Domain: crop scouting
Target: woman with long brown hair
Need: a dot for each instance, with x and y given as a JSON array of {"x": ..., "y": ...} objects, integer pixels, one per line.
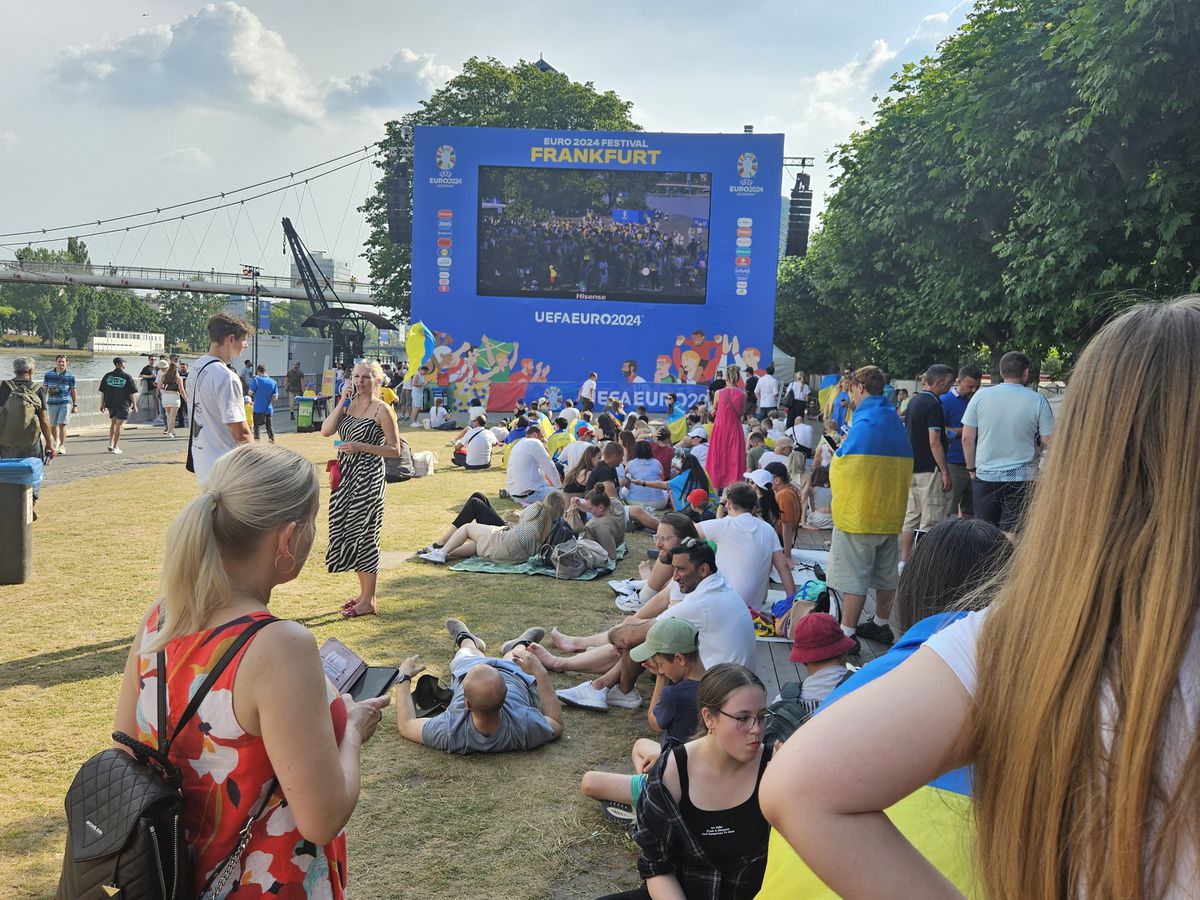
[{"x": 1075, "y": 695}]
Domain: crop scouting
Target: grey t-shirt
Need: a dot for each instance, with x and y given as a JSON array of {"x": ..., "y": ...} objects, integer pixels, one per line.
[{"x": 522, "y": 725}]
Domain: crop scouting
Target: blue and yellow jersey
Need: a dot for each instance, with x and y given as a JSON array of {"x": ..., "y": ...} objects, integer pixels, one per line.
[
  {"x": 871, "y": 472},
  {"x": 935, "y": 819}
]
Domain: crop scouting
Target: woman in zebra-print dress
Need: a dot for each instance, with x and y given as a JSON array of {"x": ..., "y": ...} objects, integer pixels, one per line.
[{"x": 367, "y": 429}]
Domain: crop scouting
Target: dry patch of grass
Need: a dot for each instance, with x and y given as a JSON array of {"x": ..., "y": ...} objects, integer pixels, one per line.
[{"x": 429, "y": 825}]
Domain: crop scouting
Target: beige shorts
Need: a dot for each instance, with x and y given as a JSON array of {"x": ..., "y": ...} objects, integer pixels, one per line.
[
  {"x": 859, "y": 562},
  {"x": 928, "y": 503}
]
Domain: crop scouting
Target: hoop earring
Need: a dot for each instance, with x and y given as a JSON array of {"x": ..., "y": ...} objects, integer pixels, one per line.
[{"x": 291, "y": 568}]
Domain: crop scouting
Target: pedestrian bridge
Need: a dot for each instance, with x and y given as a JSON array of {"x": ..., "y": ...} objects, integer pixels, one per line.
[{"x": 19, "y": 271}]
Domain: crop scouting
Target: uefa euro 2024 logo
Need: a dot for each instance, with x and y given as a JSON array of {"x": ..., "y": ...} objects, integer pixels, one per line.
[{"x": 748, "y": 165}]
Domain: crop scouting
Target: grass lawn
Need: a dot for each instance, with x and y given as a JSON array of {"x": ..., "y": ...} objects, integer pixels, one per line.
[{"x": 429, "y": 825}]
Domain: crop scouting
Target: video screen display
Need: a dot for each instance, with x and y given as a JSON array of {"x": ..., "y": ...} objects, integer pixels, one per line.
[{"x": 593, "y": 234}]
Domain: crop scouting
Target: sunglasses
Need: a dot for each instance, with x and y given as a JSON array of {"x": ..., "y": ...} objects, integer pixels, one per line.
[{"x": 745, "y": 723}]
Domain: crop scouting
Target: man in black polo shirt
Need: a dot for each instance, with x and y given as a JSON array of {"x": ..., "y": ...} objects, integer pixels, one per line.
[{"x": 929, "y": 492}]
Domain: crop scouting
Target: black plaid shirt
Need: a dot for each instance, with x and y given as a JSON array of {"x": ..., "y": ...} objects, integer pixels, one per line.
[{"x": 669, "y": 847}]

SHORT PROBLEM
Quote every line of the records above exactly; no picture is to be copied.

THE COMPLETED TASK
Domain: crop scouting
Target: woman with long brown hair
Need: a dot for each instance, with x and y given as a JSON array of {"x": ..., "y": ...} objects, integer pixels, one per line.
[{"x": 1075, "y": 695}]
Domain: crop scouting
Target: grey t-shirt
Need: a dot for each instance, with x and y given as a JSON array of {"x": ..., "y": ...} objects, integer pixels, one per line.
[{"x": 522, "y": 725}]
Domain: crop scouting
Target: blue and yellow jersey
Need: a dot for each instance, with x and y given as a JSON array of {"x": ..., "y": ...} objects, integer pixels, one per line.
[
  {"x": 871, "y": 472},
  {"x": 935, "y": 819}
]
Domain: crop scouting
Target: woman in zebra-print dress
Need: a dot for each instance, with x and y given as a JSON array of {"x": ..., "y": ...} objects, integer pixels, one per line.
[{"x": 367, "y": 429}]
Domain: crop scouting
Target: dry patch of grass
Need: a dot for each instance, with x and y given as a JSON array of {"x": ..., "y": ...} objects, integer pixels, one per line.
[{"x": 429, "y": 825}]
Domain: crop scouting
Target: beige shorts
Need: a dot for each instance, with x and y given as a JSON array of {"x": ..., "y": ...} objects, integer pixels, one per line.
[
  {"x": 859, "y": 562},
  {"x": 928, "y": 503}
]
Domain: crop scouting
Target: hoop earring
Need: a dot for each instance, with x and y given as a JSON array of {"x": ..., "y": ...} objects, integer pixels, one per line.
[{"x": 291, "y": 568}]
Domain: crop scouting
Target: pedestrian bridge
Need: a dot for each instance, with x and y given as a JSON array of {"x": ..., "y": ...} objects, integer pixels, one per line.
[{"x": 19, "y": 271}]
Domain: crop scouting
Target: uefa euro 2024 logo
Need: a dot for each instance, with x and y given as a JSON array of {"x": ..., "y": ...} objects, integer pixels, one per line.
[{"x": 748, "y": 165}]
Domain: crop scouting
Target: grass lawn
Need: a dot for each instance, with x and y given as a JSON array of {"x": ..., "y": ...} objects, integer pixels, one per line.
[{"x": 429, "y": 825}]
Domain: crop scouting
Target: video screen display
Need: a dot for each instance, with x and y given as a JSON array of {"x": ..., "y": ...} objects, integer pixels, one per line.
[{"x": 593, "y": 234}]
Domain: crop scouting
Target: sunglasses
Need: a dot for each instance, with x and y given as a JSON array of {"x": ..., "y": ...} objects, integer pixels, one per line.
[{"x": 745, "y": 723}]
Domain: crop scouting
Target: man in black polo shirt
Need: a dot for each instance, with x and y given as a JSON array of {"x": ..., "y": ...} objects, integer pixels, one per line.
[{"x": 929, "y": 492}]
Domain: crop scouting
Target: black plaid shirt
Need: a dot for each instance, with x and y given as a JSON array of {"x": ..., "y": ...} objects, integer pixels, one per line.
[{"x": 669, "y": 847}]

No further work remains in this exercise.